■ Source passage ■
· · · ·

This seemed to contradict Evergreen’s Patriot Act Policy, which prohibits “engagement in the surveillance of individuals or groups of individuals based on their participation in activities protected by the First Amendment, such as political advocacy,” and directs police to “Refrain, whether acting alone or with federal, state or local law enforcement officers, from collecting or maintaining information about the political, religious or social views, associations or activities” of persons and organizations on campus.

· · · ·

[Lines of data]
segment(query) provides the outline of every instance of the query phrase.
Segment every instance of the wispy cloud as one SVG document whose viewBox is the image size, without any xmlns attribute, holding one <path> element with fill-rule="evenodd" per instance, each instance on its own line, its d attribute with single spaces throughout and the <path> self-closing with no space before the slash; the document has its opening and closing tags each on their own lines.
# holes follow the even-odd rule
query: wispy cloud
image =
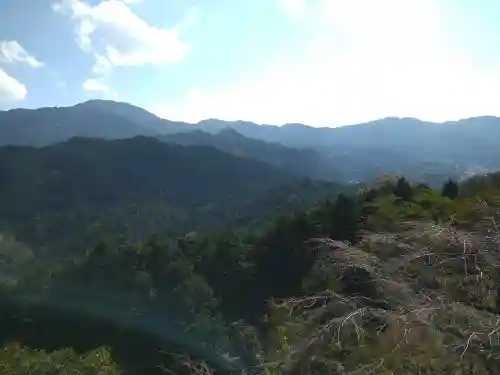
<svg viewBox="0 0 500 375">
<path fill-rule="evenodd" d="M 26 86 L 0 68 L 0 101 L 23 100 L 27 93 Z"/>
<path fill-rule="evenodd" d="M 97 53 L 101 59 L 97 64 L 106 59 L 118 67 L 164 65 L 182 60 L 190 51 L 175 26 L 152 26 L 124 1 L 103 0 L 92 6 L 80 0 L 60 0 L 53 9 L 71 17 L 79 46 Z"/>
<path fill-rule="evenodd" d="M 111 89 L 104 83 L 95 78 L 89 78 L 83 83 L 83 88 L 87 91 L 109 93 Z"/>
<path fill-rule="evenodd" d="M 249 72 L 244 81 L 193 88 L 150 109 L 189 121 L 322 126 L 386 116 L 500 115 L 500 68 L 478 67 L 466 47 L 454 47 L 443 15 L 453 9 L 441 8 L 442 2 L 276 1 L 284 17 L 300 20 L 296 27 L 311 35 L 295 56 L 269 60 L 263 73 Z"/>
<path fill-rule="evenodd" d="M 0 41 L 0 62 L 9 64 L 23 63 L 32 68 L 40 68 L 44 65 L 43 62 L 29 54 L 15 40 Z"/>
</svg>

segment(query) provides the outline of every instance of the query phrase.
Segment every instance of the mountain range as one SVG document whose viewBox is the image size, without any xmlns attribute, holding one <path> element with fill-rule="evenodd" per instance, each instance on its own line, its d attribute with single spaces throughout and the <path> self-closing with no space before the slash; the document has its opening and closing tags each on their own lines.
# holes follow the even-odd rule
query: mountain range
<svg viewBox="0 0 500 375">
<path fill-rule="evenodd" d="M 230 131 L 228 131 L 230 129 Z M 168 143 L 207 145 L 289 172 L 343 183 L 405 174 L 439 184 L 500 168 L 500 118 L 444 123 L 385 118 L 338 128 L 304 124 L 259 125 L 207 119 L 170 121 L 127 104 L 91 100 L 72 107 L 0 112 L 0 146 L 46 146 L 72 137 L 153 136 Z"/>
</svg>

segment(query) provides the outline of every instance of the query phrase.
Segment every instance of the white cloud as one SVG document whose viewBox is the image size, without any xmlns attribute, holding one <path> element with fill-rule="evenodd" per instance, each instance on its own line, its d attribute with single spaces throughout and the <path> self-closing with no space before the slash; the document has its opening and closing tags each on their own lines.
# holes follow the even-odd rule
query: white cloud
<svg viewBox="0 0 500 375">
<path fill-rule="evenodd" d="M 182 60 L 190 50 L 178 30 L 149 25 L 126 3 L 134 1 L 102 0 L 90 5 L 80 0 L 59 0 L 55 11 L 67 14 L 76 23 L 77 42 L 84 51 L 97 51 L 112 66 L 164 65 Z M 98 45 L 99 41 L 103 45 Z"/>
<path fill-rule="evenodd" d="M 0 41 L 0 62 L 3 63 L 24 63 L 33 68 L 40 68 L 44 64 L 30 55 L 17 41 Z"/>
<path fill-rule="evenodd" d="M 99 81 L 95 78 L 89 78 L 83 83 L 83 88 L 87 91 L 92 92 L 102 92 L 108 93 L 111 92 L 111 89 L 102 81 Z"/>
<path fill-rule="evenodd" d="M 281 1 L 315 30 L 297 57 L 217 90 L 195 88 L 154 103 L 162 117 L 337 126 L 386 116 L 444 121 L 500 115 L 500 69 L 486 70 L 453 48 L 436 0 Z M 301 5 L 302 4 L 302 5 Z M 309 29 L 310 30 L 310 29 Z"/>
<path fill-rule="evenodd" d="M 26 86 L 0 69 L 0 101 L 23 100 L 27 93 Z"/>
<path fill-rule="evenodd" d="M 291 17 L 296 18 L 304 15 L 306 11 L 306 0 L 278 0 L 278 5 Z"/>
</svg>

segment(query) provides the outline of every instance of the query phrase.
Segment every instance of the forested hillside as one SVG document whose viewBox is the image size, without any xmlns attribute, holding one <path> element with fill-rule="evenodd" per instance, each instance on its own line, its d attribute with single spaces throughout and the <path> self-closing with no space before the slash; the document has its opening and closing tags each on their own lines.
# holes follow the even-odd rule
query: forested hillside
<svg viewBox="0 0 500 375">
<path fill-rule="evenodd" d="M 233 128 L 225 128 L 216 134 L 201 130 L 161 136 L 162 141 L 185 146 L 212 146 L 232 155 L 256 159 L 281 168 L 297 176 L 313 179 L 342 181 L 341 168 L 337 160 L 329 159 L 312 149 L 285 147 L 248 138 Z"/>
<path fill-rule="evenodd" d="M 229 134 L 225 134 L 228 129 Z M 221 131 L 222 136 L 218 134 Z M 372 183 L 380 174 L 392 173 L 437 187 L 449 176 L 460 179 L 500 168 L 496 143 L 500 118 L 492 116 L 445 123 L 384 118 L 319 128 L 314 124 L 277 126 L 217 119 L 188 124 L 109 100 L 0 111 L 0 146 L 47 146 L 73 137 L 123 139 L 140 135 L 211 145 L 283 166 L 301 176 L 340 183 Z"/>
<path fill-rule="evenodd" d="M 217 149 L 154 138 L 74 138 L 0 149 L 0 232 L 53 254 L 103 237 L 241 227 L 342 187 Z"/>
<path fill-rule="evenodd" d="M 260 230 L 50 261 L 4 240 L 2 370 L 497 374 L 498 180 L 387 176 Z"/>
</svg>

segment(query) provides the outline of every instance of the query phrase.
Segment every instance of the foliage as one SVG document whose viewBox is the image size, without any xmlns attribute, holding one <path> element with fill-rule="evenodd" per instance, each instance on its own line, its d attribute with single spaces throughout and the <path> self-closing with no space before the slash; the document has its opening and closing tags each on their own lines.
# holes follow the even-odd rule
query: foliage
<svg viewBox="0 0 500 375">
<path fill-rule="evenodd" d="M 0 349 L 0 374 L 119 375 L 122 371 L 106 348 L 98 348 L 79 355 L 71 349 L 47 353 L 14 343 Z"/>
</svg>

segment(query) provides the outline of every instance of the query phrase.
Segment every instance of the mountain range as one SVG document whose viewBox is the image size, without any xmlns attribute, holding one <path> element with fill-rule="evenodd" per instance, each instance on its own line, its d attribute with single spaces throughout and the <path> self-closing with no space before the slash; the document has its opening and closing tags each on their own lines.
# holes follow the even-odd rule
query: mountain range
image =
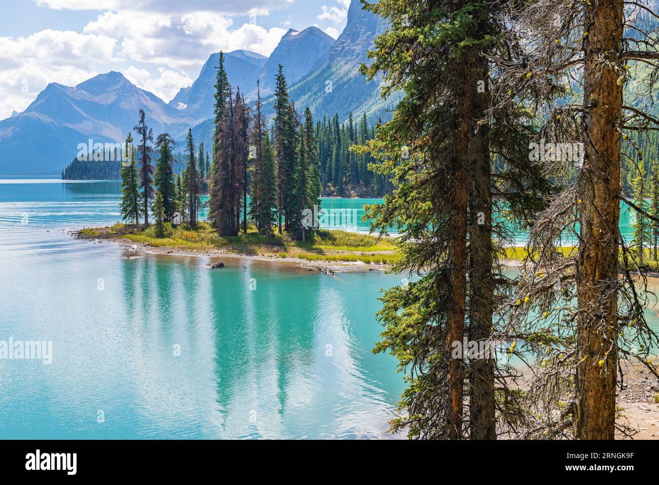
<svg viewBox="0 0 659 485">
<path fill-rule="evenodd" d="M 396 96 L 384 100 L 378 82 L 358 72 L 366 51 L 385 28 L 382 19 L 353 0 L 347 24 L 335 41 L 316 27 L 290 29 L 269 57 L 238 50 L 225 54 L 229 82 L 246 99 L 256 97 L 257 80 L 266 114 L 272 113 L 275 76 L 283 66 L 298 111 L 308 106 L 316 118 L 353 112 L 374 121 L 387 119 Z M 22 113 L 0 121 L 0 175 L 58 174 L 78 152 L 80 143 L 122 142 L 142 108 L 154 133 L 167 132 L 183 141 L 192 127 L 196 143 L 210 147 L 216 67 L 219 54 L 204 63 L 192 86 L 166 103 L 137 87 L 122 74 L 99 75 L 74 87 L 51 83 Z M 181 144 L 179 144 L 179 146 Z"/>
</svg>

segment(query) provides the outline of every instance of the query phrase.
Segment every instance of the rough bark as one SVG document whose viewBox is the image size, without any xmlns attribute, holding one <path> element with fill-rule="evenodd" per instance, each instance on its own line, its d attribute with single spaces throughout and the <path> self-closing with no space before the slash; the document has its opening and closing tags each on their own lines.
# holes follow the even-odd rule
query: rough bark
<svg viewBox="0 0 659 485">
<path fill-rule="evenodd" d="M 451 355 L 453 342 L 462 342 L 465 335 L 465 300 L 467 294 L 467 210 L 468 181 L 467 167 L 469 158 L 469 130 L 471 90 L 471 60 L 465 55 L 460 59 L 457 68 L 461 71 L 461 76 L 465 82 L 457 89 L 455 113 L 455 139 L 451 162 L 451 178 L 453 190 L 449 197 L 451 211 L 449 221 L 450 242 L 448 260 L 449 305 L 447 311 L 447 350 Z M 447 373 L 449 410 L 447 437 L 459 439 L 462 437 L 463 399 L 464 397 L 465 371 L 463 362 L 459 359 L 449 359 Z"/>
<path fill-rule="evenodd" d="M 483 84 L 479 84 L 479 81 Z M 478 124 L 489 108 L 488 63 L 476 54 L 472 62 L 469 178 L 469 340 L 486 340 L 492 325 L 492 198 L 488 126 Z M 479 92 L 479 85 L 481 88 Z M 496 439 L 494 356 L 470 363 L 469 428 L 472 439 Z"/>
<path fill-rule="evenodd" d="M 591 0 L 584 40 L 585 159 L 581 177 L 581 243 L 575 436 L 613 439 L 617 354 L 617 257 L 622 86 L 602 57 L 622 49 L 623 2 Z"/>
</svg>

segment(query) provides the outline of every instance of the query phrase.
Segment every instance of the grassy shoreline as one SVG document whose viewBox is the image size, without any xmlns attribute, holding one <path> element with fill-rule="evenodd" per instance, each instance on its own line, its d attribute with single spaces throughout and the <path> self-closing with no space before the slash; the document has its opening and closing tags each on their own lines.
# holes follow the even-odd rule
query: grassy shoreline
<svg viewBox="0 0 659 485">
<path fill-rule="evenodd" d="M 172 228 L 167 224 L 164 238 L 157 238 L 154 227 L 115 224 L 110 227 L 89 228 L 78 234 L 85 239 L 109 239 L 132 242 L 145 246 L 171 250 L 221 251 L 243 256 L 261 256 L 295 259 L 303 261 L 362 263 L 391 265 L 399 257 L 397 248 L 388 238 L 348 232 L 339 230 L 320 230 L 312 240 L 302 243 L 287 235 L 275 234 L 268 240 L 254 227 L 246 234 L 220 237 L 208 222 L 200 222 L 195 229 Z"/>
</svg>

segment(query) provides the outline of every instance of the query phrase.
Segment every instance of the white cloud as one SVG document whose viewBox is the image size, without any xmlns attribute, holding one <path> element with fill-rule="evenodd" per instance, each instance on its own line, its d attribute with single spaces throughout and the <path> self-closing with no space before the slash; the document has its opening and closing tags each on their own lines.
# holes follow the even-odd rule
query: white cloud
<svg viewBox="0 0 659 485">
<path fill-rule="evenodd" d="M 123 74 L 138 88 L 152 92 L 165 102 L 169 102 L 176 96 L 181 87 L 192 84 L 192 79 L 185 73 L 164 67 L 159 67 L 158 71 L 159 75 L 154 77 L 146 69 L 130 66 Z"/>
<path fill-rule="evenodd" d="M 244 49 L 270 55 L 287 29 L 258 17 L 294 0 L 33 0 L 43 8 L 101 12 L 81 32 L 47 29 L 0 37 L 0 119 L 21 112 L 49 82 L 75 86 L 122 72 L 167 100 L 189 86 L 208 56 Z M 341 4 L 349 0 L 340 0 Z M 234 25 L 231 16 L 250 16 Z M 336 36 L 336 26 L 324 29 Z"/>
<path fill-rule="evenodd" d="M 333 27 L 326 27 L 322 31 L 333 39 L 339 38 L 339 36 L 341 35 L 341 32 Z"/>
<path fill-rule="evenodd" d="M 328 20 L 335 24 L 340 24 L 348 18 L 348 11 L 345 9 L 323 5 L 320 7 L 323 13 L 318 15 L 318 20 Z"/>
<path fill-rule="evenodd" d="M 109 62 L 117 40 L 107 36 L 47 29 L 28 37 L 0 37 L 0 59 L 42 59 L 74 64 Z"/>
<path fill-rule="evenodd" d="M 294 0 L 34 0 L 38 5 L 55 10 L 143 10 L 182 14 L 192 11 L 215 11 L 244 15 L 286 8 Z"/>
</svg>

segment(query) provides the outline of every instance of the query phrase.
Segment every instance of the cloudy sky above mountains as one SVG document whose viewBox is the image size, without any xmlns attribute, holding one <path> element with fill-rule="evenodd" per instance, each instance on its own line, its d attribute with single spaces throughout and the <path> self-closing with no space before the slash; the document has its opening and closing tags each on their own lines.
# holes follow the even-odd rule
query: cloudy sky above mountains
<svg viewBox="0 0 659 485">
<path fill-rule="evenodd" d="M 358 1 L 358 0 L 355 0 Z M 14 0 L 0 17 L 0 119 L 49 82 L 119 71 L 169 101 L 208 56 L 269 55 L 289 28 L 336 38 L 350 0 Z"/>
</svg>

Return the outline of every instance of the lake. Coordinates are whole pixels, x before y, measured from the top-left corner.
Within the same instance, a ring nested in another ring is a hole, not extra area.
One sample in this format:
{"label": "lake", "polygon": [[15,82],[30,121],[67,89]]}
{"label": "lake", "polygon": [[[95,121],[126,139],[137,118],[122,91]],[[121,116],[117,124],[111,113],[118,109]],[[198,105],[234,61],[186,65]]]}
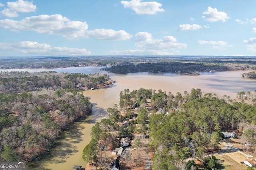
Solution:
{"label": "lake", "polygon": [[[92,114],[81,119],[64,131],[55,147],[46,156],[38,161],[27,164],[28,170],[71,170],[73,165],[84,167],[86,163],[82,159],[82,150],[90,140],[90,134],[95,123],[105,116],[108,107],[118,104],[119,93],[124,89],[130,91],[141,88],[161,89],[166,93],[171,92],[174,96],[179,92],[182,94],[186,90],[190,92],[194,88],[200,88],[203,94],[212,93],[221,98],[224,95],[236,99],[238,92],[256,90],[256,80],[242,78],[241,74],[248,72],[234,71],[214,73],[201,73],[198,76],[174,73],[152,74],[146,72],[119,74],[108,73],[100,70],[100,67],[86,66],[56,69],[14,69],[8,71],[34,72],[47,70],[58,72],[80,73],[86,74],[95,72],[108,74],[116,81],[114,85],[107,89],[88,90],[83,94],[89,97],[93,104]],[[2,71],[4,70],[2,70]]]}

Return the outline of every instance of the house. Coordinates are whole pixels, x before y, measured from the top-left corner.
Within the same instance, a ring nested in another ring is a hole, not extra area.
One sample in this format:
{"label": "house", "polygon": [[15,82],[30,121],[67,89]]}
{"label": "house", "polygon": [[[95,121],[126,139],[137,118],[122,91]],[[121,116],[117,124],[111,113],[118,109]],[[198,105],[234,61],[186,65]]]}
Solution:
{"label": "house", "polygon": [[160,107],[159,109],[158,109],[158,112],[159,112],[160,113],[163,113],[163,109]]}
{"label": "house", "polygon": [[74,170],[81,170],[82,169],[82,166],[74,165],[72,168]]}
{"label": "house", "polygon": [[124,147],[127,147],[129,146],[131,141],[130,137],[126,137],[125,138],[122,137],[121,139],[121,145]]}
{"label": "house", "polygon": [[250,167],[256,167],[256,157],[247,158],[244,160],[244,163]]}
{"label": "house", "polygon": [[129,126],[129,124],[130,124],[130,122],[129,121],[128,121],[128,120],[126,121],[124,121],[124,122],[122,123],[123,126],[126,126],[126,127]]}
{"label": "house", "polygon": [[222,133],[224,135],[224,138],[227,137],[234,137],[236,135],[236,133],[234,131],[232,132],[222,132]]}
{"label": "house", "polygon": [[110,170],[122,170],[122,165],[120,164],[120,161],[116,159],[110,165]]}
{"label": "house", "polygon": [[115,152],[116,152],[116,155],[121,155],[123,150],[124,150],[124,147],[123,146],[120,147],[120,148],[116,148],[116,149],[115,150]]}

· · · ·

■ Problem statement ■
Summarize the passage on Evergreen's Patriot Act Policy in two sentences.

■ Solution to this exercise ■
Evergreen's Patriot Act Policy prohibits the surveillance of individuals or groups based on their participation in activities protected by the First Amendment, such as political advocacy. It also directs police, whether acting alone or with federal, state or local law enforcement officers, to refrain from collecting or maintaining information about the political, religious or social views, associations or activities of persons and organizations on campus.